• Datos del ejercicio
- - - - -
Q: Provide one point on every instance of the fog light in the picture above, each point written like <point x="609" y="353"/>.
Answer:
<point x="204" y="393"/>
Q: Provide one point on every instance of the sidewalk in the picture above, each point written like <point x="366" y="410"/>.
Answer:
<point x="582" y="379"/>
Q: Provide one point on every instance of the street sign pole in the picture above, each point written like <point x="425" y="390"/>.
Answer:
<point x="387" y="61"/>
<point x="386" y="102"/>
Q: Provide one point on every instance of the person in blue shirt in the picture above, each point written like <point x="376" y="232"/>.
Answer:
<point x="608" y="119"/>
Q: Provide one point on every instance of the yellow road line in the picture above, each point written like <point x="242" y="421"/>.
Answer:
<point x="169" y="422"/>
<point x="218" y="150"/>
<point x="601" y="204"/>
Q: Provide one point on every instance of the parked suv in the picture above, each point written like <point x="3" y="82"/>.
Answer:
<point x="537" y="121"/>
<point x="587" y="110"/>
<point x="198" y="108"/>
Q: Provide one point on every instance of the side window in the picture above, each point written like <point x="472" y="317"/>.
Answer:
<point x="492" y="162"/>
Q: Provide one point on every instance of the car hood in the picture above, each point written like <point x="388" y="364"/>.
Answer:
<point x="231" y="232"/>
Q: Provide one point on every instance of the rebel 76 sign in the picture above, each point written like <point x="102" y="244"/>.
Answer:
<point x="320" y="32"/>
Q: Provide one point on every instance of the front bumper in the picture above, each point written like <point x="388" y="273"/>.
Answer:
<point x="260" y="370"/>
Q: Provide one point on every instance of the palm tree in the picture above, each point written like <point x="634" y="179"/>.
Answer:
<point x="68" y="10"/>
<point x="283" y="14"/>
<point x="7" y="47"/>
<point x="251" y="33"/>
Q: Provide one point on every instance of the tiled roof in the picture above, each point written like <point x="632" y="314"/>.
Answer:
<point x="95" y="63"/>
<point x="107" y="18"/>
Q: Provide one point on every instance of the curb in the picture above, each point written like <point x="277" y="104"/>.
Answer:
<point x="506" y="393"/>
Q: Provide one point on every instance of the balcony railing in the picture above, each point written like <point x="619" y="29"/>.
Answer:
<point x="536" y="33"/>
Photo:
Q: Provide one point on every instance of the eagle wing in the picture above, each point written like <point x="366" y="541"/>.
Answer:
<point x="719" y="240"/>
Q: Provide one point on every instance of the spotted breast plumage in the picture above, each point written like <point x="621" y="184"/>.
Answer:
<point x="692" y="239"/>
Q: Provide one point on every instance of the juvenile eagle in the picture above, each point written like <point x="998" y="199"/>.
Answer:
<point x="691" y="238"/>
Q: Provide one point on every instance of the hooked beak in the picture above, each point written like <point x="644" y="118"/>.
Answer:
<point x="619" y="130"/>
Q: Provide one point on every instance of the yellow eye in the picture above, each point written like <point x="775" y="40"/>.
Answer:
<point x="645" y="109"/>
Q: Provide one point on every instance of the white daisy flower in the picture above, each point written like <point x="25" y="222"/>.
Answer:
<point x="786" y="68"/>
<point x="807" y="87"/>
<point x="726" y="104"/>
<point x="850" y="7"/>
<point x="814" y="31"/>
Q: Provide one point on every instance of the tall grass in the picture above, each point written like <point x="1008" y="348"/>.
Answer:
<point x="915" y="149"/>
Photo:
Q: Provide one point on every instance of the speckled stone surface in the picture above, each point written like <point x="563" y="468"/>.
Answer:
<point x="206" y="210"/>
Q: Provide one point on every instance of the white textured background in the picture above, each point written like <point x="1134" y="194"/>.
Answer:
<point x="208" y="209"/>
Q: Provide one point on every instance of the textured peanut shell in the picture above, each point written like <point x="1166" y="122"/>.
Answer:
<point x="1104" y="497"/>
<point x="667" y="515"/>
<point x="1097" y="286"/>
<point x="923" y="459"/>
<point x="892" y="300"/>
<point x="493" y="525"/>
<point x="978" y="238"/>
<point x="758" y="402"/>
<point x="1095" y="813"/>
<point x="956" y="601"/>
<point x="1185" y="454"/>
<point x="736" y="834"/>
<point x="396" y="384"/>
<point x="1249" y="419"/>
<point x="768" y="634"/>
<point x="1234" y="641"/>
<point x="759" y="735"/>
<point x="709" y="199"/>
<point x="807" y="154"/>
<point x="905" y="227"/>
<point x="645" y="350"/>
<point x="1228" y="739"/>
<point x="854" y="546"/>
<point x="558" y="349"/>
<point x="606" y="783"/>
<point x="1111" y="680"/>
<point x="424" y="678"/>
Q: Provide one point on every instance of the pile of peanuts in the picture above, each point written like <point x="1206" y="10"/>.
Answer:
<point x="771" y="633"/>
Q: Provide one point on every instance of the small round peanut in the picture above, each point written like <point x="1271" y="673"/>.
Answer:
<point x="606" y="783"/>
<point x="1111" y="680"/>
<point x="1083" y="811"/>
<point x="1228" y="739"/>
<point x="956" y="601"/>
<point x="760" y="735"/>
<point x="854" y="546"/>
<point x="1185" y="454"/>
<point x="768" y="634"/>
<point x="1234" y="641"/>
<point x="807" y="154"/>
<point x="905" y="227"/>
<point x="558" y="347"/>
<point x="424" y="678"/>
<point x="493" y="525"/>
- - - - -
• Tarea
Vuelca todas las líneas de los datos en una lista JSON de cadenas, con una cadena por línea y sin incluir las líneas en blanco.

• Respuesta
[
  "Q: Provide one point on every instance of the fog light in the picture above, each point written like <point x=\"609\" y=\"353\"/>.",
  "Answer:",
  "<point x=\"204\" y=\"393\"/>",
  "Q: Provide one point on every instance of the sidewalk in the picture above, each point written like <point x=\"366\" y=\"410\"/>.",
  "Answer:",
  "<point x=\"582\" y=\"379\"/>",
  "Q: Provide one point on every instance of the street sign pole in the picture above, each point written like <point x=\"425\" y=\"390\"/>.",
  "Answer:",
  "<point x=\"387\" y=\"61\"/>",
  "<point x=\"386\" y=\"102\"/>",
  "Q: Provide one point on every instance of the person in blue shirt in the picture above, each point written like <point x=\"376\" y=\"232\"/>.",
  "Answer:",
  "<point x=\"608\" y=\"119\"/>",
  "Q: Provide one point on every instance of the yellow road line in the picture above, each point written like <point x=\"242\" y=\"421\"/>.",
  "Answer:",
  "<point x=\"169\" y=\"422\"/>",
  "<point x=\"218\" y=\"150\"/>",
  "<point x=\"601\" y=\"204\"/>",
  "Q: Provide one point on every instance of the parked suv in the picture above, each point written like <point x=\"3\" y=\"82\"/>.",
  "Answer:",
  "<point x=\"537\" y=\"121\"/>",
  "<point x=\"587\" y=\"110\"/>",
  "<point x=\"198\" y=\"108\"/>",
  "Q: Provide one point on every instance of the side window in the picture above, each point written like <point x=\"472\" y=\"317\"/>.",
  "Answer:",
  "<point x=\"492\" y=\"162\"/>",
  "Q: Provide one point on every instance of the car hood in the picture above, each point written like <point x=\"388\" y=\"364\"/>.",
  "Answer:",
  "<point x=\"231\" y=\"232\"/>",
  "Q: Provide one point on every instance of the rebel 76 sign in the picture above, each point written like <point x=\"102\" y=\"244\"/>.",
  "Answer:",
  "<point x=\"320\" y=\"32\"/>",
  "Q: Provide one point on every instance of the front bumper in the picture above, each point written like <point x=\"388\" y=\"273\"/>.",
  "Answer:",
  "<point x=\"260\" y=\"370\"/>",
  "Q: Provide one point on every instance of the palm tree in the picture above, each point written like <point x=\"634\" y=\"179\"/>.",
  "Answer:",
  "<point x=\"68\" y=\"10\"/>",
  "<point x=\"283\" y=\"14\"/>",
  "<point x=\"7\" y=\"47\"/>",
  "<point x=\"251\" y=\"33\"/>",
  "Q: Provide one point on every instance of the tiled roof in the picture above, each point written like <point x=\"632\" y=\"314\"/>.",
  "Answer:",
  "<point x=\"95\" y=\"63\"/>",
  "<point x=\"107\" y=\"18\"/>",
  "Q: Provide one point on every instance of the curb in the picture above, each point written like <point x=\"277\" y=\"104\"/>.",
  "Answer:",
  "<point x=\"506\" y=\"393\"/>",
  "Q: Provide one point on every instance of the balcony railing in the picture above, each point written like <point x=\"619\" y=\"29\"/>.",
  "Answer:",
  "<point x=\"536\" y=\"33\"/>",
  "Photo:",
  "Q: Provide one point on every instance of the eagle wing in the picture above, each point written like <point x=\"366\" y=\"541\"/>.",
  "Answer:",
  "<point x=\"719\" y=\"240\"/>",
  "Q: Provide one point on every instance of the spotted breast plumage in the picture above, each point written like <point x=\"621\" y=\"184\"/>.",
  "Answer:",
  "<point x=\"692\" y=\"239\"/>",
  "Q: Provide one point on every instance of the juvenile eagle in the picture above, each point written like <point x=\"998\" y=\"199\"/>.",
  "Answer:",
  "<point x=\"691\" y=\"238\"/>",
  "Q: Provide one point on every instance of the hooked beak in the picture above, each point written like <point x=\"644\" y=\"118\"/>.",
  "Answer:",
  "<point x=\"619\" y=\"130\"/>",
  "Q: Provide one point on every instance of the yellow eye in the picture above, each point written like <point x=\"775\" y=\"40\"/>.",
  "Answer:",
  "<point x=\"645\" y=\"109\"/>",
  "Q: Provide one point on every instance of the white daisy flower in the picture above, each point written like <point x=\"25\" y=\"222\"/>.",
  "Answer:",
  "<point x=\"786\" y=\"68\"/>",
  "<point x=\"807\" y=\"87\"/>",
  "<point x=\"726\" y=\"104\"/>",
  "<point x=\"850\" y=\"7\"/>",
  "<point x=\"814\" y=\"31\"/>",
  "Q: Provide one point on every instance of the tall grass in the picture above, each point written like <point x=\"1008\" y=\"348\"/>.",
  "Answer:",
  "<point x=\"915\" y=\"149\"/>",
  "Photo:",
  "Q: Provide one point on every instance of the speckled stone surface in the picture above, each point written like <point x=\"563\" y=\"468\"/>.",
  "Answer:",
  "<point x=\"206\" y=\"210\"/>",
  "Q: Provide one point on every instance of the white textured background in the picture above, each point written like <point x=\"1134\" y=\"194\"/>.",
  "Answer:",
  "<point x=\"208\" y=\"209\"/>",
  "Q: Provide one point on every instance of the textured peanut shell in the picture above, each point written like <point x=\"1166\" y=\"122\"/>.",
  "Answer:",
  "<point x=\"1104\" y=\"497\"/>",
  "<point x=\"667\" y=\"515\"/>",
  "<point x=\"1097\" y=\"286\"/>",
  "<point x=\"923\" y=\"459\"/>",
  "<point x=\"892\" y=\"300\"/>",
  "<point x=\"493\" y=\"525\"/>",
  "<point x=\"978\" y=\"238\"/>",
  "<point x=\"758\" y=\"402\"/>",
  "<point x=\"1095\" y=\"813\"/>",
  "<point x=\"956\" y=\"601\"/>",
  "<point x=\"1185\" y=\"454\"/>",
  "<point x=\"736\" y=\"834\"/>",
  "<point x=\"396\" y=\"384\"/>",
  "<point x=\"1249\" y=\"419\"/>",
  "<point x=\"768\" y=\"634\"/>",
  "<point x=\"1234\" y=\"641\"/>",
  "<point x=\"759\" y=\"735\"/>",
  "<point x=\"709\" y=\"199\"/>",
  "<point x=\"807\" y=\"154\"/>",
  "<point x=\"905\" y=\"227\"/>",
  "<point x=\"645\" y=\"350\"/>",
  "<point x=\"1228\" y=\"739\"/>",
  "<point x=\"854\" y=\"546\"/>",
  "<point x=\"558\" y=\"349\"/>",
  "<point x=\"606\" y=\"783\"/>",
  "<point x=\"1111\" y=\"680\"/>",
  "<point x=\"424\" y=\"678\"/>",
  "Q: Provide one point on every instance of the pile of peanuts in the picture above, each point written like <point x=\"1206\" y=\"10\"/>.",
  "Answer:",
  "<point x=\"771\" y=\"633\"/>",
  "Q: Provide one point on every instance of the small round peanut in the picture above, each point written like <point x=\"1271\" y=\"673\"/>.",
  "Answer:",
  "<point x=\"606\" y=\"783\"/>",
  "<point x=\"1111\" y=\"680\"/>",
  "<point x=\"1083\" y=\"811\"/>",
  "<point x=\"1228\" y=\"739\"/>",
  "<point x=\"956\" y=\"601\"/>",
  "<point x=\"760\" y=\"735\"/>",
  "<point x=\"854\" y=\"546\"/>",
  "<point x=\"1185\" y=\"454\"/>",
  "<point x=\"768\" y=\"634\"/>",
  "<point x=\"1234\" y=\"641\"/>",
  "<point x=\"807\" y=\"154\"/>",
  "<point x=\"905\" y=\"227\"/>",
  "<point x=\"558\" y=\"347\"/>",
  "<point x=\"424\" y=\"678\"/>",
  "<point x=\"493\" y=\"525\"/>"
]